> [What is required]: From the statute excerpt, give everything from "Acts 2019, 86th Leg., R.S., Ch. 1359" down to "in Travis County." again, switching "Travis County" to "Harris County".

> [Given passage]:
<<<<

Acts 2019, 86th Leg., R.S., Ch. 1359 (H.B. 1545), Sec. 402, eff. September 1, 2021.
Sec. 151.471. ACTION BY ATTORNEY GENERAL; VENUE; ATTORNEY’S FEES. (a) The comptroller may bring an action to enforce this subchapter and obtain any civil remedy authorized by this subchapter or any other law for the violation of this subchapter. The attorney general shall prosecute the action on the comptroller’s behalf.
(b) Venue for and jurisdiction of an action under this section is exclusively conferred on the district courts in Travis County.
(c) If the comptroller prevails in an action under this section, the comptroller and attorney general are entitled to recover court costs and reasonable attorney’s fees incurred in bringing the action.
Added by Acts 2011, 82nd Leg., R.S., Ch. 145 (H.B. 11), Sec. 3, eff. September 1, 2011.
SUBCHAPTER I-2. REPORTS BY MANUFACTURERS AND DISTRIBUTORS OF CERTAIN OFF-HIGHWAY VEHICLES PURCHASED OUTSIDE THIS STATE
Sec. 151.481. DEFINITIONS. In this subchapter:
(1) “Distributor” means a person that distributes off-highway vehicles and is required to hold a distributor’s license under Chapter 2301, Occupations Code.
(1-a) “Manufacturer” means a person that manufactures off-highway vehicles and is required to hold a manufacturer’s license under Chapter 2301, Occupations Code.
(2) “New off-highway vehicle” means an off-highway vehicle that has not been the subject of a retail sale.
(3) “Off-highway vehicle” has the meaning assigned by Section 501.0301, Transportation Code.
Added by Acts 2019, 86th Leg., R.S., Ch. 371 (H.B. 1543), Sec. 1, eff. September 1, 2019.
Amended by:
Acts 2021, 87th Leg., R.S., Ch. 297 (S.B. 586), Sec. 2, eff. September 1, 2021.
Sec. 151.482. REPORTS BY MANUFACTURERS AND DISTRIBUTORS. (a) The comptroller shall require each manufacturer and distributor to file with the comptroller a report not later than March 1 of each year listing each warranty issued by the manufacturer or distributor for a new off-highway vehicle that was, during the preceding calendar year, sold to a resident of this state by a retailer located outside this state. The report must:
(1) be in a form prescribed by the comptroller; and
(2) contain, at a minimum, the following information for each warranty:
(A) the vehicle identification number of the vehicle;
(B) the make, model, and model year of the vehicle; and
(C) the name and address, including street name and number, city, and zip code, of the purchaser of the vehicle.
(b) As soon as practicable after receiving a report submitted under this section, the comptroller shall use the information in the report to investigate and collect any unpaid use taxes imposed under Subchapter D on an off-highway vehicle described in the report.
Added by Acts 2019, 86th Leg., R.S., Ch. 371 (H.B. 1543), Sec. 1, eff. September 1, 2019.
Amended by:
Acts 2021, 87th Leg., R.S., Ch. 297 (S.B. 586), Sec. 3, eff. September 1, 2021.
Acts 2021, 87th Leg., R.S., Ch. 297 (S.B. 586), Sec. 4, eff. September 1, 2021.

>>>>

> [Source material]:

<<<<

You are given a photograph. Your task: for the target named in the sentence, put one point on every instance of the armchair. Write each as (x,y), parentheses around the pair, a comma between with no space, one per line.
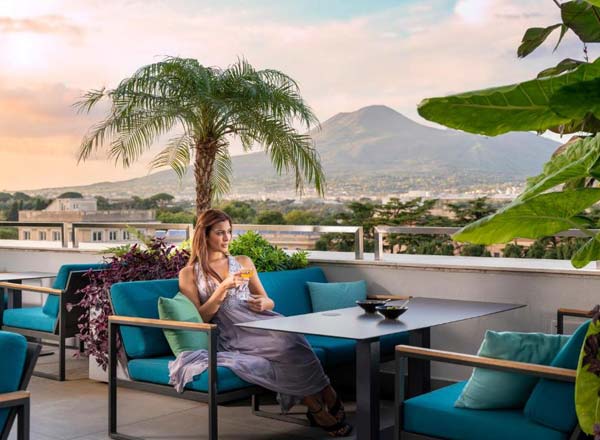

>>>>

> [Finished answer]:
Acts 2019, 86th Leg., R.S., Ch. 1359 (H.B. 1545), Sec. 402, eff. September 1, 2021.
Sec. 151.471. ACTION BY ATTORNEY GENERAL; VENUE; ATTORNEY’S FEES. (a) The comptroller may bring an action to enforce this subchapter and obtain any civil remedy authorized by this subchapter or any other law for the violation of this subchapter. The attorney general shall prosecute the action on the comptroller’s behalf.
(b) Venue for and jurisdiction of an action under this section is exclusively conferred on the district courts in Harris County.